_What the task requires:_ Each line of the material must be repeated precisely, with the pictures left out.

_Listed records:_
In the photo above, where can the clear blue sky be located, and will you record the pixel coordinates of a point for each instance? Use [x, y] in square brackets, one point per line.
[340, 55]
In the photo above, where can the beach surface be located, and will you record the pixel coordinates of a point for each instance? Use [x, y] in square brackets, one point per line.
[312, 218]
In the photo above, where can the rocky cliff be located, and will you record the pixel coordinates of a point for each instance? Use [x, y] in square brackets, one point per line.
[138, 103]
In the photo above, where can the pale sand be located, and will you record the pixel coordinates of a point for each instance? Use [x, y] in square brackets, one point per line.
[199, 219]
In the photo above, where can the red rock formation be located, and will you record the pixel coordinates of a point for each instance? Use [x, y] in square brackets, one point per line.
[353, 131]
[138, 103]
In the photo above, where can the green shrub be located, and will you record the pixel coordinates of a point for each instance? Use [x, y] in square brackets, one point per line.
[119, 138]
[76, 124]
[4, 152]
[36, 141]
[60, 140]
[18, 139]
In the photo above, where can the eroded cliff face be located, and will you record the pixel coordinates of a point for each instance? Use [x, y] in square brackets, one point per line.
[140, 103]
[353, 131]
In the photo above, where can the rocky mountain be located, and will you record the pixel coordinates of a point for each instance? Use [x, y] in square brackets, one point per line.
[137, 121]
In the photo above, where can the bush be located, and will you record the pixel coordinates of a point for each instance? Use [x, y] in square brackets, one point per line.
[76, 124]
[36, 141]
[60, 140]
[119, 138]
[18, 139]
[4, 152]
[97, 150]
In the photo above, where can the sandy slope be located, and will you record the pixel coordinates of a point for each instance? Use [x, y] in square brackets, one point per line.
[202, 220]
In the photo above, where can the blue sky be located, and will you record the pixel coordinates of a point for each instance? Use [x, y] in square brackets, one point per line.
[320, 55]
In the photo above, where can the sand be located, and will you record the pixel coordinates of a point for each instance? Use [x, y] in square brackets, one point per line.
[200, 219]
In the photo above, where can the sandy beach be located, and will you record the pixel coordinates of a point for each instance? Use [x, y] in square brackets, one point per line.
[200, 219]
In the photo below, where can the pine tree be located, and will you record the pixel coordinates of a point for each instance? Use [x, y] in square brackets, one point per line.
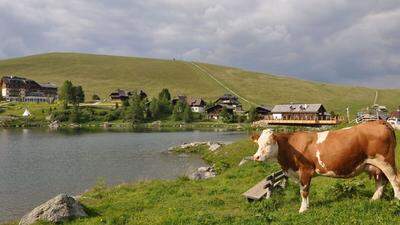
[187, 114]
[66, 93]
[154, 109]
[136, 109]
[252, 114]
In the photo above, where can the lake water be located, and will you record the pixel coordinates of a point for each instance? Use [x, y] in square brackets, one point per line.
[36, 165]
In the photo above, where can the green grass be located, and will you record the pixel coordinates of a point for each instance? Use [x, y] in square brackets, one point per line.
[219, 200]
[101, 74]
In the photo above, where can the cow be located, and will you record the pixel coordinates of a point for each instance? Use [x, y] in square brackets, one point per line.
[368, 147]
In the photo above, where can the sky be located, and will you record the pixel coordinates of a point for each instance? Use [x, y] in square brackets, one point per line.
[355, 42]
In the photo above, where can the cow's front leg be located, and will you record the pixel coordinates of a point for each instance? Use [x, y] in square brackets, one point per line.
[305, 181]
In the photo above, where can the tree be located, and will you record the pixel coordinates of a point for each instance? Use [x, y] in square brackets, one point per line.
[95, 97]
[66, 94]
[71, 94]
[226, 116]
[79, 95]
[252, 114]
[177, 111]
[164, 95]
[187, 114]
[154, 109]
[136, 108]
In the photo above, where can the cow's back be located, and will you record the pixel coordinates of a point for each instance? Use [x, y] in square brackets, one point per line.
[342, 152]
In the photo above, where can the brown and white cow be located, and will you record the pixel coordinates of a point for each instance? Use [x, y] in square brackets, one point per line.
[344, 153]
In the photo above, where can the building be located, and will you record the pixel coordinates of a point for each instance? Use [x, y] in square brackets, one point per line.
[299, 111]
[263, 110]
[376, 112]
[197, 105]
[230, 101]
[299, 114]
[21, 89]
[121, 95]
[215, 111]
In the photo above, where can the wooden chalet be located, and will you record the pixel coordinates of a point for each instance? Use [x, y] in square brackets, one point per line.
[300, 114]
[121, 95]
[376, 112]
[228, 101]
[21, 89]
[196, 104]
[215, 111]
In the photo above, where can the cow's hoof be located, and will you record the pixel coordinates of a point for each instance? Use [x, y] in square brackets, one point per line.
[303, 209]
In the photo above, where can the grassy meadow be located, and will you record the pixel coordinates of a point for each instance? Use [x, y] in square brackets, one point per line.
[219, 200]
[100, 74]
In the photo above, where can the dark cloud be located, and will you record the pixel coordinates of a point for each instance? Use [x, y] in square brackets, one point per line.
[354, 42]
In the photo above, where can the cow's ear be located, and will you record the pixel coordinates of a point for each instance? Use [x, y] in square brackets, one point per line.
[255, 137]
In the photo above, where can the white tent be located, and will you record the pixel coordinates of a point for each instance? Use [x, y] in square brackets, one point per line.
[26, 113]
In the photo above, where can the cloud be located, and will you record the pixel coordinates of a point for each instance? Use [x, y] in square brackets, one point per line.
[334, 41]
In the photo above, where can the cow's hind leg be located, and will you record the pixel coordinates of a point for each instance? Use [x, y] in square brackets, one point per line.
[380, 181]
[389, 171]
[305, 181]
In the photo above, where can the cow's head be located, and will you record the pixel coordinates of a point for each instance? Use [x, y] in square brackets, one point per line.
[267, 145]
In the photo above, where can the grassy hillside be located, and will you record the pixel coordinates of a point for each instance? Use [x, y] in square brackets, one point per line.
[219, 200]
[101, 74]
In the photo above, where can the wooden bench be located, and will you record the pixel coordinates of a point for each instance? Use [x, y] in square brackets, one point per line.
[266, 186]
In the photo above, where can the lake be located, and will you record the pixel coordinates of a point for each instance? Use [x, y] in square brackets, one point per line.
[36, 165]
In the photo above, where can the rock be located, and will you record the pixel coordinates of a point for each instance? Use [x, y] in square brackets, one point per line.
[193, 144]
[204, 172]
[244, 160]
[54, 125]
[214, 146]
[60, 208]
[106, 125]
[183, 155]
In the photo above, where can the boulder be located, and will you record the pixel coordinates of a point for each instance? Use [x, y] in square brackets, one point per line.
[214, 146]
[60, 208]
[54, 125]
[193, 144]
[245, 160]
[204, 172]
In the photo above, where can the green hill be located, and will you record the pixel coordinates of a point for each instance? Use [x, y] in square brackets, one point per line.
[101, 74]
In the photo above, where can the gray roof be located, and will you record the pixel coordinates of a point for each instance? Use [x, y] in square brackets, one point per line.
[296, 108]
[48, 85]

_Answer for this exercise:_
In the photo above, where can the clear blue sky be located, and will you record the pixel coordinates of a point for each instance? Use [x, y] in square brackets, one point per line.
[340, 55]
In the photo above, where can the beach surface be located, and will you record the pixel coordinates of a point for each instance? Use [x, y] in square brackets, one point per line.
[312, 218]
In the photo above, where can the rocky cliff be located, and will you record the pixel coordinates of a point for each instance? Use [x, y] in square brackets, one point per line.
[138, 103]
In the photo above, where can the pale sand be located, and will you record the pixel coordinates of a point for each instance? Use [x, y] in square brackets, one point per line.
[199, 219]
In the photo above, where can the red rock formation be located, and will you record the pixel coordinates of a point for each instance? Use [x, y] in square brackets, one point per line.
[353, 131]
[138, 103]
In the photo above, where can the green shrub be located, and will you record the pixel coordinates of a point for each instance? Use [x, y] in square brackets, one point per line.
[119, 138]
[76, 124]
[4, 152]
[36, 141]
[60, 140]
[18, 139]
In the photo above, where can the eroded cliff face be located, and will you record the pixel coordinates of a point for each instance? Use [x, y] in square brackets, one point per line.
[140, 103]
[353, 131]
In the photo above, where can the rocky mountain be located, and will you record the pixel coordinates of a point for each instance? Use [x, y] in square brackets, one point per line.
[137, 121]
In the photo above, where can the bush be located, and will you record the pixel coordinates of a point for each instance? Use [x, y] in square brackets, one point per line.
[76, 124]
[36, 141]
[60, 140]
[119, 138]
[18, 139]
[4, 152]
[97, 150]
In the photo above, where can the sandy slope be located, and will you record the pixel coordinates of a point for each instance? Use [x, y] in square brackets, one point per line.
[202, 220]
In the photo above, where can the blue sky be located, and will you record the pixel coordinates of a point for each instance? Use [x, y] in square brackets, one point per line.
[320, 55]
In the photo above, where can the sand be located, and will you record the pixel coordinates of a point for each instance? Use [x, y] in square brackets, one point per line.
[200, 219]
In the photo above, where can the sandy beach be located, and will you record the pixel coordinates of a point for each instance? Use [x, y] in square brackets, one point per line.
[200, 219]
In the photo below, where can the pine tree be located, and will you record the pixel coordinates of a point for each instance? Use [x, y] in square brackets, one point per line.
[187, 114]
[66, 93]
[154, 109]
[136, 109]
[252, 114]
In the photo above, where can the lake water be located, and will you record the pixel coordinates of a point for each instance? Use [x, y] in square brackets, one point per line.
[36, 165]
In the photo above, where can the green grass be located, and will you record the pixel coordinates of a point for each instance? Use [x, y] in square brackets, one point per line.
[219, 200]
[101, 74]
In the photo above, where can the cow be located, and will you record the pixel coordinates of a point for each instance? Use [x, y] in square brackets, one point per line.
[368, 147]
In the photo above, where can the sky be located, and will you record the pixel coordinates of a point for each instance? Use [x, y] in square brackets, one point per line.
[355, 42]
In the photo above, where can the cow's front leg be located, and will you record the pixel coordinates of a point for each instance? Use [x, y] in square brackets, one point per line.
[305, 181]
In the photo above, where can the tree be located, and will you record the pixel coordinates of a point for each instance? Use [x, y] in square brackets, one point per line.
[95, 97]
[66, 94]
[71, 94]
[226, 116]
[79, 95]
[252, 114]
[177, 111]
[164, 95]
[187, 114]
[154, 109]
[136, 108]
In the photo above, where can the cow's back be located, and will you record the pixel coordinates of a point for each instance? Use [x, y] in square brackets, one point per line.
[342, 152]
In the photo above, where can the brown and white cow be located, and will you record the pixel coordinates of a point for each instance? Use [x, y] in square brackets, one point per line.
[344, 153]
In the photo above, where can the building be located, and will you record the pixel coordinates of a point for each instance? Use [x, y] in square brackets, one point per line.
[299, 111]
[263, 110]
[376, 112]
[197, 105]
[230, 101]
[299, 114]
[21, 89]
[121, 95]
[215, 111]
In the photo above, where can the wooden chalet be located, and will you record the pixel coordinates of a point for each instance? Use [x, y] in square brackets, one point per line.
[300, 114]
[121, 95]
[376, 112]
[228, 101]
[21, 89]
[196, 104]
[215, 111]
In the photo above, where can the cow's hoof be located, and will you record the pixel coordinates of a point for each instance? Use [x, y] in square brackets, one point per line.
[303, 209]
In the photo above, where can the grassy meadow be located, and will you record the pixel coordinates of a point for each instance? Use [x, y] in square brackets, one point per line.
[219, 200]
[100, 74]
In the photo above, where can the dark cloud be located, and will you record the pixel coordinates of a point for each instance? Use [x, y] in square brackets, one point per line.
[354, 42]
In the photo above, where can the cow's ear be located, and will you record the pixel coordinates of a point for each instance? Use [x, y] in square brackets, one point per line.
[255, 137]
In the photo above, where can the white tent be located, and will you record the pixel coordinates of a point for each instance? Use [x, y] in square brackets, one point per line.
[26, 113]
In the photo above, where can the cloud be located, and will you record the pixel coordinates of a point for each instance? Use [x, y] in square brackets, one point per line.
[334, 41]
In the photo above, where can the cow's hind leg be located, and will you record the pixel coordinates of a point for each instance? Use [x, y] in square brackets, one point per line.
[380, 181]
[389, 171]
[305, 181]
In the photo above, where can the cow's head be located, and will you record the pixel coordinates of a point for each instance? Use [x, y] in square brackets, one point per line.
[267, 145]
In the photo above, where can the grassy hillside be located, and will you record the pixel coordinates of a point for each instance? Use [x, y] in square brackets, one point per line.
[219, 200]
[101, 74]
In the photo above, where can the wooden bench be located, and will you record the pixel coordinates of a point for each instance? Use [x, y] in square brackets, one point per line.
[266, 186]
In the photo above, where can the lake be located, and will you record the pixel coordinates of a point for each instance? Use [x, y] in square brackets, one point per line.
[36, 165]
In the photo above, where can the rock be located, and will you record the pixel coordinates of a point for each instance? Use [x, y] in square brackets, one point per line.
[193, 144]
[204, 172]
[244, 160]
[54, 125]
[214, 146]
[60, 208]
[106, 125]
[183, 155]
In the photo above, where can the boulder be located, and will you record the pixel coordinates of a point for each instance? Use [x, y] in square brackets, one point per line.
[214, 146]
[60, 208]
[54, 125]
[193, 144]
[245, 160]
[204, 172]
In the photo above, where can the green hill be located, and will you record the pixel coordinates of a point for each instance? Use [x, y] in square brackets, one point per line.
[101, 74]
In the photo above, where can the gray roof be located, and will you record the pixel coordinates of a point for each instance? Use [x, y] in square brackets, one point per line.
[296, 108]
[48, 85]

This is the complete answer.